* **PROVIDED TEXT**:
○ ○ ○ ○ ○ ○ ○
K-12: The Land of Bad Science

Bruce Deitrick Price is one my favorite writers about American K-12 education — here is his writing at American Thinker:

I love WIRED magazine. I read it cover-to-cover every month.

If you want to know about a complex digital phenomenon such as Stuxnet, for example, read the story in WIRED. That’s where Israeli and American brainiacs planted viruses and other malware in the Iranian nuclear program, thereby crippling it for several years. The complexity of this operation was almost beyond human grasp. Most of Iran’s centrifuges and gauges were controlled by foreign enemies. Motors ran at destructively high speeds, but the gauges said everything was fine.

In one area, however, WIRED disappoints me greatly. The editors don’t seem to grasp that Stuxnet-like phenomena abound throughout American K-12.
○ ○ ○ ○ ○ ○ ○
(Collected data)
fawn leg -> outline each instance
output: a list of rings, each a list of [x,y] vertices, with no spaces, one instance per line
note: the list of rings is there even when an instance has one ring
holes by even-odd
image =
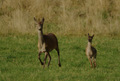
[[[59,49],[57,48],[56,51],[57,51],[57,53],[58,53],[58,65],[59,65],[59,67],[61,67]]]
[[[40,60],[41,65],[43,65],[43,62],[42,62],[42,60],[40,59],[41,53],[42,53],[42,52],[39,52],[39,54],[38,54],[38,59]]]
[[[96,59],[93,59],[94,68],[96,67]]]
[[[44,66],[43,66],[43,68],[45,67],[45,63],[46,63],[46,59],[47,59],[47,55],[48,55],[48,52],[45,52],[45,58],[44,58]]]
[[[93,66],[92,66],[92,61],[91,61],[91,59],[90,59],[90,58],[89,58],[89,61],[90,61],[90,65],[91,65],[91,68],[92,68]]]
[[[49,65],[50,65],[50,61],[51,61],[51,56],[50,56],[49,53],[48,53],[48,56],[49,56],[49,62],[48,62],[48,67],[49,67]]]

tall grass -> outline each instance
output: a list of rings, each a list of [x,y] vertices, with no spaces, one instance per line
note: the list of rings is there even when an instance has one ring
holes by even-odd
[[[34,34],[33,17],[44,31],[60,35],[120,35],[119,0],[0,0],[0,34]]]

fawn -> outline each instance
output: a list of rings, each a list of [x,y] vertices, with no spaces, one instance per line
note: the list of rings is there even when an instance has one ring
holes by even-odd
[[[34,20],[38,28],[38,52],[39,52],[38,59],[40,60],[41,65],[43,65],[43,68],[45,67],[46,59],[48,56],[49,57],[48,67],[49,67],[51,61],[51,56],[49,52],[55,49],[58,53],[58,65],[59,67],[61,67],[57,37],[53,33],[49,33],[47,35],[43,34],[44,18],[41,21],[38,21],[34,17]],[[41,53],[45,53],[44,63],[40,58]]]
[[[88,44],[86,47],[86,56],[90,61],[91,68],[93,67],[93,64],[94,64],[94,68],[96,67],[96,56],[97,56],[97,50],[92,46],[93,37],[94,37],[94,34],[90,36],[88,33]]]

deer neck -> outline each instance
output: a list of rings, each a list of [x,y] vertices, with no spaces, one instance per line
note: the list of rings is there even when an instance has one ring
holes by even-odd
[[[44,43],[43,32],[38,30],[38,43],[40,46]]]

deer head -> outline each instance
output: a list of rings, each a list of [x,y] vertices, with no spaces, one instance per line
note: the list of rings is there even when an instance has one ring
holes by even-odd
[[[92,36],[90,36],[89,33],[88,33],[88,41],[89,42],[92,42],[93,37],[94,37],[94,34]]]
[[[42,29],[43,29],[43,23],[44,23],[44,18],[42,18],[42,20],[40,21],[40,20],[37,20],[37,19],[34,17],[34,20],[35,20],[35,22],[36,22],[35,24],[36,24],[38,30],[39,30],[39,31],[42,31]]]

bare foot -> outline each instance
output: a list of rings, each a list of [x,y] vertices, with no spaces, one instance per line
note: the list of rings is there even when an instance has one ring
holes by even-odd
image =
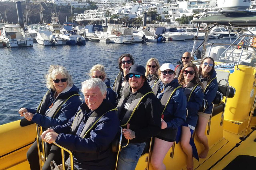
[[[188,158],[187,160],[187,169],[188,170],[193,170],[194,166],[194,162],[193,158],[192,159]]]
[[[200,158],[204,158],[206,157],[207,154],[208,153],[208,152],[209,151],[209,149],[204,149],[200,155],[199,155],[199,157]]]

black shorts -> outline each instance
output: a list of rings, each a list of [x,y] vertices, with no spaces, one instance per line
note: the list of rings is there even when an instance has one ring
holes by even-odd
[[[176,139],[178,129],[166,128],[161,129],[161,132],[156,137],[168,142],[174,142]]]

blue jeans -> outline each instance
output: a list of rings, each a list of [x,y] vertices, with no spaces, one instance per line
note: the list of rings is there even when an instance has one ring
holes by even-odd
[[[117,170],[135,169],[145,145],[145,142],[129,143],[127,146],[122,149],[119,154]]]

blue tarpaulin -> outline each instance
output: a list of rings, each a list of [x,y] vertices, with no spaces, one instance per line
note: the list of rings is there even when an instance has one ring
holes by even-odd
[[[75,27],[77,25],[76,24],[72,23],[64,23],[63,24],[63,28],[67,31],[72,31],[73,27]],[[74,26],[73,27],[73,26]]]
[[[159,34],[161,35],[165,32],[165,29],[164,27],[158,27],[156,29],[155,34]]]
[[[97,31],[103,31],[102,26],[101,25],[86,25],[85,26],[85,29],[88,29],[88,33],[94,33],[96,29]]]

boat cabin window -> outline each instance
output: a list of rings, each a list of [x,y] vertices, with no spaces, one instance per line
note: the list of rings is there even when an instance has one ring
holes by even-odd
[[[7,27],[5,28],[4,30],[6,33],[8,32],[24,33],[24,30],[23,29],[20,27]]]

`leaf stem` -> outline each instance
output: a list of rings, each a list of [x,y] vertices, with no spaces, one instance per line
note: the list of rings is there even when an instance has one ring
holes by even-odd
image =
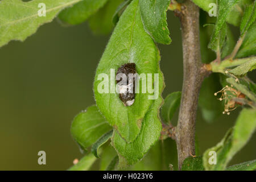
[[[191,1],[183,4],[184,9],[176,15],[180,18],[183,52],[183,83],[176,141],[179,168],[183,161],[195,155],[195,120],[200,88],[205,76],[210,73],[201,61],[199,36],[199,9]]]
[[[243,35],[242,37],[240,37],[237,40],[237,44],[236,44],[235,47],[234,48],[234,49],[232,51],[232,53],[231,55],[228,56],[228,58],[229,59],[233,59],[236,55],[237,53],[237,52],[238,51],[239,49],[240,48],[241,46],[242,45],[242,43],[243,43],[243,39],[245,39],[245,34],[243,34]]]

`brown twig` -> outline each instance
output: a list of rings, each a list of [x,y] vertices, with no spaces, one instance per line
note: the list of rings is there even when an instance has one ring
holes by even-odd
[[[199,7],[187,0],[182,4],[181,12],[176,15],[180,18],[181,25],[184,67],[181,100],[175,131],[180,169],[184,160],[195,154],[198,96],[204,78],[210,72],[201,62]]]

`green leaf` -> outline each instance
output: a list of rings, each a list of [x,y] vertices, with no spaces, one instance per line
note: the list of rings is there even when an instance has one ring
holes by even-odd
[[[126,142],[129,143],[134,141],[140,133],[146,113],[153,109],[150,108],[155,100],[151,99],[158,97],[162,101],[163,85],[159,65],[159,51],[154,40],[145,32],[140,15],[138,1],[133,1],[123,13],[113,31],[97,68],[94,83],[97,105],[109,124]],[[155,74],[159,74],[159,80],[155,80],[156,86],[155,96],[154,93],[150,93],[147,91],[146,93],[142,93],[142,84],[140,84],[140,92],[135,94],[134,104],[125,106],[115,92],[115,74],[110,73],[110,70],[114,69],[116,72],[119,67],[128,63],[135,63],[137,73],[139,75],[145,74],[146,80],[151,80],[148,73],[152,74],[152,78]],[[102,88],[101,73],[105,77],[104,81],[110,80],[108,85],[104,86],[106,93],[101,93],[102,90],[99,90]],[[156,81],[159,82],[159,89]],[[154,105],[155,107],[159,107],[160,103],[158,103],[158,105]],[[159,119],[156,121],[159,122]],[[154,128],[160,129],[158,127]]]
[[[109,138],[110,138],[111,136],[113,135],[113,130],[109,131],[109,132],[105,133],[104,134],[101,138],[100,138],[96,142],[93,143],[93,144],[92,146],[91,151],[92,153],[93,154],[93,155],[97,158],[100,158],[100,156],[98,156],[98,149],[100,147],[105,143]]]
[[[192,0],[192,1],[207,13],[213,8],[212,6],[209,6],[210,3],[217,4],[216,0]],[[239,1],[228,15],[226,22],[235,26],[238,26],[244,10],[246,9],[246,5],[250,4],[251,2],[251,0]]]
[[[98,12],[89,18],[89,25],[95,34],[108,34],[114,24],[112,18],[115,10],[123,0],[109,0]]]
[[[256,69],[256,57],[252,57],[251,60],[232,69],[229,72],[236,76],[242,76],[254,69]]]
[[[60,12],[59,19],[64,24],[80,24],[96,13],[107,1],[108,0],[82,0]]]
[[[212,122],[222,114],[222,106],[214,95],[221,89],[218,75],[212,74],[206,78],[201,87],[199,106],[205,121]]]
[[[251,100],[256,101],[256,95],[253,92],[250,91],[246,86],[237,83],[233,78],[231,77],[227,78],[226,81],[234,85],[234,87],[248,97]]]
[[[256,10],[255,2],[248,6],[246,9],[245,13],[240,25],[241,36],[243,36],[246,32],[251,25],[255,22],[256,19]]]
[[[227,171],[253,171],[256,169],[256,160],[246,162],[227,167]]]
[[[241,19],[246,10],[246,6],[252,3],[252,0],[240,0],[234,6],[226,19],[226,22],[233,26],[239,27]]]
[[[240,113],[233,129],[216,146],[207,150],[203,155],[206,170],[224,170],[228,162],[249,141],[256,128],[256,110],[243,109]],[[216,164],[210,164],[209,152],[217,154]]]
[[[24,41],[43,24],[50,22],[64,8],[81,0],[2,0],[0,3],[0,47],[13,40]],[[46,6],[46,16],[39,16],[39,3]],[[41,13],[40,11],[39,13]],[[39,14],[41,15],[41,13]]]
[[[188,157],[182,164],[182,171],[204,171],[202,156]]]
[[[100,170],[106,171],[108,166],[113,161],[113,159],[117,156],[114,147],[110,144],[107,143],[108,146],[102,150],[101,154]]]
[[[112,129],[101,115],[96,106],[87,108],[73,121],[71,134],[84,150],[94,143],[104,134]]]
[[[238,0],[217,1],[218,12],[217,21],[209,44],[209,47],[213,50],[217,50],[216,45],[220,47],[220,49],[221,48],[226,34],[226,27],[225,28],[225,26],[226,26],[225,23],[226,19],[228,14],[232,10],[232,7],[238,1]]]
[[[256,84],[250,82],[250,90],[256,94]]]
[[[221,58],[230,55],[236,44],[230,28],[228,26],[227,28],[226,41],[221,51]]]
[[[250,27],[240,47],[237,57],[245,57],[256,55],[256,22]]]
[[[93,154],[90,153],[82,159],[81,159],[77,164],[73,166],[68,171],[88,171],[92,167],[92,165],[97,160],[97,158]]]
[[[181,92],[173,92],[166,97],[161,109],[161,117],[164,122],[171,122],[175,111],[180,106],[181,98]]]
[[[122,15],[123,11],[126,8],[127,6],[130,4],[132,0],[125,0],[115,10],[114,15],[113,16],[112,22],[114,25],[116,25],[117,22],[119,21],[121,15]]]
[[[159,140],[152,146],[142,160],[127,170],[170,170],[170,165],[177,169],[177,154],[175,141],[171,138]]]
[[[109,163],[109,165],[108,166],[106,169],[106,171],[113,171],[114,170],[117,163],[118,163],[118,156],[116,155]]]
[[[157,43],[169,44],[166,11],[171,0],[139,0],[142,22],[147,32]]]

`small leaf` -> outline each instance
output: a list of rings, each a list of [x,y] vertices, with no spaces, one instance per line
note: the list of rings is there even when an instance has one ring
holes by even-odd
[[[125,9],[126,9],[126,6],[130,4],[130,3],[131,2],[132,0],[125,0],[124,2],[123,2],[119,6],[117,7],[117,10],[115,10],[115,13],[114,14],[114,15],[113,16],[112,21],[114,25],[116,25],[117,22],[119,21],[119,19],[122,14],[122,13],[123,12]]]
[[[2,0],[0,2],[0,47],[13,40],[24,41],[43,24],[50,22],[59,12],[81,0]],[[39,12],[46,5],[46,16]],[[42,13],[43,13],[42,11]],[[43,14],[42,14],[43,15]]]
[[[100,156],[98,156],[98,149],[100,147],[105,143],[109,138],[110,138],[111,136],[113,135],[113,130],[111,130],[105,134],[104,134],[101,138],[100,138],[96,142],[93,143],[93,144],[92,146],[91,151],[92,153],[93,154],[93,155],[97,158],[100,158]]]
[[[77,164],[73,166],[68,171],[88,171],[92,167],[92,165],[97,160],[97,158],[90,153],[82,159],[81,159]]]
[[[250,90],[256,94],[256,84],[250,82]]]
[[[173,92],[166,97],[161,109],[161,116],[164,122],[171,122],[175,111],[180,106],[181,97],[181,92]]]
[[[250,27],[236,57],[245,57],[256,55],[256,22]]]
[[[240,25],[241,36],[246,32],[256,19],[256,9],[255,2],[248,6],[245,10]]]
[[[208,123],[212,122],[222,114],[222,105],[214,95],[221,88],[218,80],[218,75],[212,74],[204,80],[200,89],[199,106],[203,118]]]
[[[253,0],[254,1],[254,0]],[[226,18],[226,22],[233,26],[239,27],[242,17],[246,10],[246,6],[251,4],[252,0],[240,0],[234,6],[232,10],[229,13]]]
[[[114,147],[110,144],[107,143],[106,147],[102,150],[100,160],[100,170],[106,171],[113,159],[117,156]]]
[[[118,156],[116,155],[111,162],[109,163],[109,165],[108,166],[106,171],[113,171],[114,170],[115,166],[118,163]]]
[[[71,130],[76,141],[85,150],[111,129],[111,126],[106,122],[96,106],[94,105],[76,116]]]
[[[109,0],[103,7],[89,18],[89,25],[95,34],[108,34],[111,32],[114,27],[113,16],[122,1]]]
[[[204,171],[202,156],[188,157],[182,164],[182,171]]]
[[[256,69],[256,57],[253,57],[251,60],[229,71],[229,72],[236,76],[242,76],[254,69]]]
[[[216,0],[192,0],[192,1],[207,13],[214,8],[213,6],[210,6],[210,3],[214,3],[217,5]],[[226,22],[235,26],[238,26],[240,24],[241,17],[246,9],[246,5],[251,3],[251,0],[239,1],[228,15],[226,19]]]
[[[230,28],[229,27],[227,28],[226,41],[221,51],[221,58],[222,59],[231,54],[236,43]]]
[[[142,22],[147,32],[157,43],[169,44],[166,11],[171,0],[139,0]]]
[[[226,79],[226,81],[229,84],[234,85],[238,90],[248,97],[251,100],[256,101],[256,95],[244,85],[237,83],[233,78],[229,78]]]
[[[114,133],[112,144],[119,155],[120,168],[126,168],[127,165],[133,164],[142,159],[159,138],[162,125],[158,107],[162,102],[160,97],[154,101],[143,119],[141,133],[133,142],[127,143],[117,132]]]
[[[218,1],[218,12],[217,15],[217,21],[214,30],[212,35],[209,47],[213,50],[216,51],[216,45],[219,45],[220,49],[221,48],[224,43],[224,38],[225,37],[226,32],[226,26],[225,22],[228,14],[232,10],[238,0]]]
[[[240,113],[233,129],[216,146],[207,150],[203,155],[206,170],[224,170],[228,162],[249,141],[256,128],[256,110],[243,109]],[[217,154],[216,164],[210,164],[209,152]]]
[[[82,0],[60,12],[59,19],[64,24],[80,24],[96,13],[107,1],[108,0]]]
[[[97,68],[94,83],[97,105],[106,121],[126,142],[130,143],[135,139],[146,113],[155,101],[154,99],[162,97],[163,79],[159,65],[159,50],[154,40],[144,30],[138,1],[133,1],[115,27]],[[148,75],[152,75],[152,78],[156,76],[159,89],[156,81],[155,93],[146,91],[143,93],[141,92],[142,84],[140,84],[140,92],[135,93],[134,102],[131,106],[125,106],[119,94],[115,92],[115,73],[122,65],[129,63],[135,64],[137,73],[140,76],[141,73],[144,74],[146,80],[151,80]],[[114,72],[111,73],[112,70],[114,70]],[[105,76],[103,81],[99,78],[102,75]],[[110,82],[104,86],[104,89],[107,90],[100,91],[102,82],[106,83],[109,79]],[[159,107],[159,105],[155,107]]]
[[[256,160],[246,162],[227,167],[227,171],[253,171],[256,169]]]

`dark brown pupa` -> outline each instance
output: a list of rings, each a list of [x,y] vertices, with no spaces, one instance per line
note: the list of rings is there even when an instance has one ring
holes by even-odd
[[[120,80],[118,80],[117,79],[117,77],[115,77],[117,81],[117,84],[119,87],[119,90],[122,90],[122,93],[119,93],[119,98],[120,100],[123,102],[123,105],[125,106],[131,106],[133,103],[134,102],[134,98],[135,98],[135,77],[133,77],[131,79],[133,80],[132,81],[133,85],[132,85],[132,89],[133,89],[133,93],[131,93],[131,92],[129,92],[129,86],[130,85],[129,85],[129,73],[133,73],[136,74],[136,65],[135,63],[127,63],[121,66],[120,68],[118,68],[116,76],[117,76],[119,73],[123,73],[125,74],[126,76],[127,80],[126,82],[125,81],[125,84],[118,84],[118,83],[120,82],[120,81],[122,81],[122,77],[120,78]],[[125,84],[126,83],[126,84]]]

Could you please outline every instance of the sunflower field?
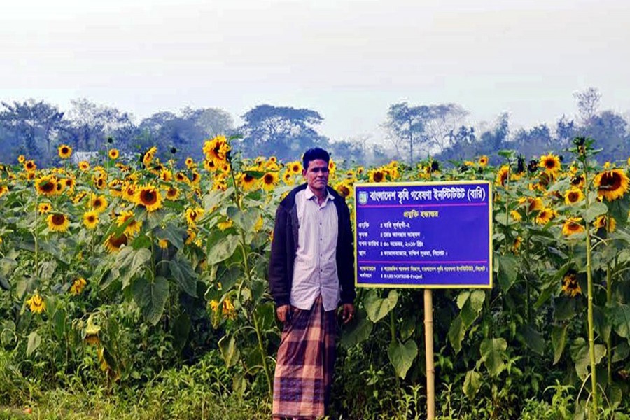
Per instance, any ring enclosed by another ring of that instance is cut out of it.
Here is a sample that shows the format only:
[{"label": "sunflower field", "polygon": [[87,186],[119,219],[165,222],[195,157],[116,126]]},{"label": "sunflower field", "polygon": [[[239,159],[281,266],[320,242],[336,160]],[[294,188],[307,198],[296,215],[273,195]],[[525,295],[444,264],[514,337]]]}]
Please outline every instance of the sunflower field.
[{"label": "sunflower field", "polygon": [[[302,168],[231,141],[207,140],[203,162],[74,162],[60,145],[55,167],[0,167],[0,419],[269,417],[268,255]],[[433,293],[440,418],[630,418],[630,160],[601,164],[594,146],[503,150],[498,167],[330,161],[351,210],[356,183],[493,183],[493,288]],[[333,418],[424,418],[421,291],[360,289],[356,305]]]}]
○ ○ ○ ○ ○ ○ ○
* **YOUR TASK**: Reproduce the K-12 science passage word for word between "If you want" and "abound throughout American K-12.", inclusive.

* **EXERCISE SOLUTION**:
If you want to know about a complex digital phenomenon such as Stuxnet, for example, read the story in WIRED. That’s where Israeli and American brainiacs planted viruses and other malware in the Iranian nuclear program, thereby crippling it for several years. The complexity of this operation was almost beyond human grasp. Most of Iran’s centrifuges and gauges were controlled by foreign enemies. Motors ran at destructively high speeds, but the gauges said everything was fine.

In one area, however, WIRED disappoints me greatly. The editors don’t seem to grasp that Stuxnet-like phenomena abound throughout American K-12.